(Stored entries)
######
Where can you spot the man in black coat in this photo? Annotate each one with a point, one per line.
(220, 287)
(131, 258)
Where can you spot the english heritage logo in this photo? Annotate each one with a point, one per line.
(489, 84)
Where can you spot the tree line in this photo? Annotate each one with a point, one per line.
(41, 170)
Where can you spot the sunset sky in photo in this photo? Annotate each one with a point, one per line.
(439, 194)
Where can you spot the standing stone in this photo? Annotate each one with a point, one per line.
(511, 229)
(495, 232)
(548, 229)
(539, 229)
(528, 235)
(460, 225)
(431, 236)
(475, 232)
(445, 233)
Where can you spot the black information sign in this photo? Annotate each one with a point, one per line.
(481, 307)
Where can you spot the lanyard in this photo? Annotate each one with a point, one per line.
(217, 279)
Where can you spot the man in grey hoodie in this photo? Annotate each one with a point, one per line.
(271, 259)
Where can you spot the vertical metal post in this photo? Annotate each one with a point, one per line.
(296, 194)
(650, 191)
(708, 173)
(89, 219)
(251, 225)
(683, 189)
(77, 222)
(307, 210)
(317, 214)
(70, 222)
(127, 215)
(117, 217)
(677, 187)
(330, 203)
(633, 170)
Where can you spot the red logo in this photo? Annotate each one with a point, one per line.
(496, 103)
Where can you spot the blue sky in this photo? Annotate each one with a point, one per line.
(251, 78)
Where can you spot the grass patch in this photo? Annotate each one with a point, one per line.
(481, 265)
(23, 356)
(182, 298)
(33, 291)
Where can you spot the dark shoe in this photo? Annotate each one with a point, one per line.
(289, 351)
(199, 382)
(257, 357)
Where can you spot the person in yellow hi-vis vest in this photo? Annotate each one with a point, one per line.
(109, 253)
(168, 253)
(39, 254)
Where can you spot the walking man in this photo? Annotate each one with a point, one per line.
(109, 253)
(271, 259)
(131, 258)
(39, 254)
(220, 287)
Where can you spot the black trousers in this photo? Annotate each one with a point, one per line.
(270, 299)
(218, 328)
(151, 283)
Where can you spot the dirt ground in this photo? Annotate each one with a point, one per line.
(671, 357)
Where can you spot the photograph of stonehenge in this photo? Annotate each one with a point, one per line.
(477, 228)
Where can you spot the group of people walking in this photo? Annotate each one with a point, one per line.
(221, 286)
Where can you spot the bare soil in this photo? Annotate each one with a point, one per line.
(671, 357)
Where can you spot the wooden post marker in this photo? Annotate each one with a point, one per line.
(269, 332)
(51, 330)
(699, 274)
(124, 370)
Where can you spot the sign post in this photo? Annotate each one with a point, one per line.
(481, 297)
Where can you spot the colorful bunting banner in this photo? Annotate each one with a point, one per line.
######
**Work instructions:** With nothing left out, return each entry exactly.

**Answer to this exercise:**
Where can you spot the man in black coat in this photo? Annotate each one with a point, one per line.
(220, 287)
(131, 258)
Where can you spot the english heritage logo in this photo? Annotate each one with a point, one per line.
(489, 84)
Where can you spot the tree line in this photo? Annotate each one with a point, one per line.
(41, 170)
Where can you spot the sunset sky in photo in this photo? Annotate each one with a point, one per line.
(439, 194)
Where can you spot the standing stone in this photo? Annotate each one with a point, one per line.
(511, 229)
(495, 232)
(548, 229)
(539, 229)
(528, 235)
(460, 225)
(431, 236)
(475, 232)
(445, 233)
Where can you spot the black information sign in this photo? Annotate each one with a point, one per line.
(481, 307)
Where can you spot the lanyard in this photo? Annotate each one with a point, one per line.
(217, 279)
Where can you spot the man in grey hoodie in this photo? Annotate each one with a point, one per line.
(271, 259)
Where can you spot the vertical metal post in this photo? Annotate each one with a point, one per line.
(296, 194)
(650, 191)
(708, 173)
(89, 219)
(251, 225)
(683, 189)
(77, 222)
(307, 210)
(317, 214)
(70, 222)
(127, 215)
(117, 217)
(677, 187)
(330, 203)
(633, 170)
Where can you spot the red logo in this photo? Annotate each one with a point, one per line.
(496, 103)
Where can you spot the blue sky in this photo? Annotate each one with a point, one per line.
(251, 78)
Where can you spot the grass patch in this photo? Annotate each one with a point, one per line.
(481, 265)
(23, 356)
(182, 298)
(33, 291)
Where can you spot the dark shoe in this photo? Annotate each one with a point, one per line.
(289, 351)
(199, 382)
(257, 357)
Where can you spot the person in yellow hi-vis vest in this photo? Annotate each one with a point, one per line.
(109, 253)
(168, 253)
(39, 254)
Where can you spot the walking man in this photo? Annotate each one with a point, one per line.
(109, 253)
(271, 259)
(131, 258)
(39, 254)
(220, 287)
Where can you spot the black trousers in this photo? Annotate each one with a point, one per line.
(270, 299)
(218, 328)
(151, 283)
Where can you spot the dirt ground in this photo? Annotate each one with a point, one per line.
(671, 357)
Where can you spot the photograph of stonehenge in this photo? Annotate each one with a point, one per line.
(477, 228)
Where can you spot the group of people walking in this photo? Annotate each one with a point, one per line.
(221, 286)
Where can you spot the bare soil in this photo? Annotate each one with a point, one per line.
(671, 357)
Where can you spot the wooden post marker in this photo? Annotate each one with a point, one per line.
(269, 332)
(51, 330)
(699, 274)
(124, 370)
Where can you spot the sign post in this photo? Annotate each one with a point, one per line.
(481, 297)
Where can you spot the colorful bunting banner in this photo? Annotate each one with a point, one per line.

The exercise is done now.